Task instructions. Copy out the whole listing below exactly.
◆ ◆ ◆ ◆ ◆ ◆ ◆
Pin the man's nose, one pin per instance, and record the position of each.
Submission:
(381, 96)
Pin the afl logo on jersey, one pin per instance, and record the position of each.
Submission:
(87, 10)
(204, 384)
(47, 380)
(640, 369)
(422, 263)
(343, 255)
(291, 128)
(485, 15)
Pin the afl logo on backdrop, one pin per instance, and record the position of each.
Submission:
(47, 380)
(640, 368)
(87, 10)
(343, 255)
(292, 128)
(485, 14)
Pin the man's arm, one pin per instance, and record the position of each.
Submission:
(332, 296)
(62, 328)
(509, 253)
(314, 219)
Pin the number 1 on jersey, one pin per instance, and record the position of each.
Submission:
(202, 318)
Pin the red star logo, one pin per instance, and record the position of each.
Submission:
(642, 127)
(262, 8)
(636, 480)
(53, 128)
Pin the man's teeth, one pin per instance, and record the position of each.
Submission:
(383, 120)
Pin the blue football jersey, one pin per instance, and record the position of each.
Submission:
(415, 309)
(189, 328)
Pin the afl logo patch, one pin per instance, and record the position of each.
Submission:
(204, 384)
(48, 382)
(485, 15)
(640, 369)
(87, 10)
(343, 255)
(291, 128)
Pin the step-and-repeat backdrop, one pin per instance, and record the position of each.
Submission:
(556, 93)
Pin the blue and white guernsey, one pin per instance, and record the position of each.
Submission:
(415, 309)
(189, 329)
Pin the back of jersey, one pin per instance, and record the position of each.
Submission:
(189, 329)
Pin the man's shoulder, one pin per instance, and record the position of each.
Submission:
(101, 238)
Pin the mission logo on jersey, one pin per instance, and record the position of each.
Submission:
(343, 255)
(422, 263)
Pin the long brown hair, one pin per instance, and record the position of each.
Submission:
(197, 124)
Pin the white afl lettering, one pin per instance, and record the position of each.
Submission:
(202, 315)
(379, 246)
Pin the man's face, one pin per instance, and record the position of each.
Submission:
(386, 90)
◆ ◆ ◆ ◆ ◆ ◆ ◆
Reply.
Pin the man's nose, one pin per instance, and record the position of each.
Submission:
(381, 96)
Pin the afl logo on jersey, one pin per instance, and record the position of each.
Submission:
(87, 10)
(204, 384)
(47, 380)
(640, 369)
(422, 263)
(343, 255)
(291, 128)
(485, 15)
Pin the afl logo on backdrop, one pin per instance, and record the position of each.
Submission:
(47, 380)
(640, 368)
(87, 10)
(343, 255)
(292, 128)
(485, 14)
Pin the man's arm, one pin per instance, and record the position of each.
Submission:
(332, 296)
(62, 328)
(509, 253)
(314, 219)
Pin the number 1 on jersey, one pin per instance, and record the position of each.
Submission:
(202, 318)
Pin the red star logo, one pin per instance, and record the position of each.
Submission:
(642, 127)
(262, 8)
(636, 480)
(53, 128)
Pin the man's teeth, one pin per instance, and record the position of each.
Submission:
(383, 120)
Pin the blue football jersey, one pin per instance, and record the position of each.
Submission:
(415, 309)
(189, 328)
Pin the afl logo patch, one pin per instance, and record the position of each.
Submission:
(204, 384)
(48, 382)
(485, 15)
(640, 369)
(87, 10)
(343, 255)
(291, 128)
Pin the step-and-repeat backdrop, one pin per instance, and record the position of each.
Submission:
(556, 93)
Pin the blue and white guernsey, one pin per instance, and record the position of each.
Submission:
(415, 309)
(189, 329)
Pin the back of jersey, one pin per instance, and record the position of each.
Submission:
(189, 329)
Pin the man's shoulder, one pin per instance, and record the position of each.
Submission:
(101, 238)
Pin the mission logo on jersey, one pin per instance, and record the position of each.
Submission:
(343, 255)
(422, 263)
Pin the long brown hair, one pin per instance, and record the position of each.
Submission:
(197, 124)
Pin the white afl lettering, one pin per instance, and record the position of each.
Submission:
(202, 315)
(379, 246)
Pin the man's face, one pin per instance, and record the position of each.
Submission:
(386, 90)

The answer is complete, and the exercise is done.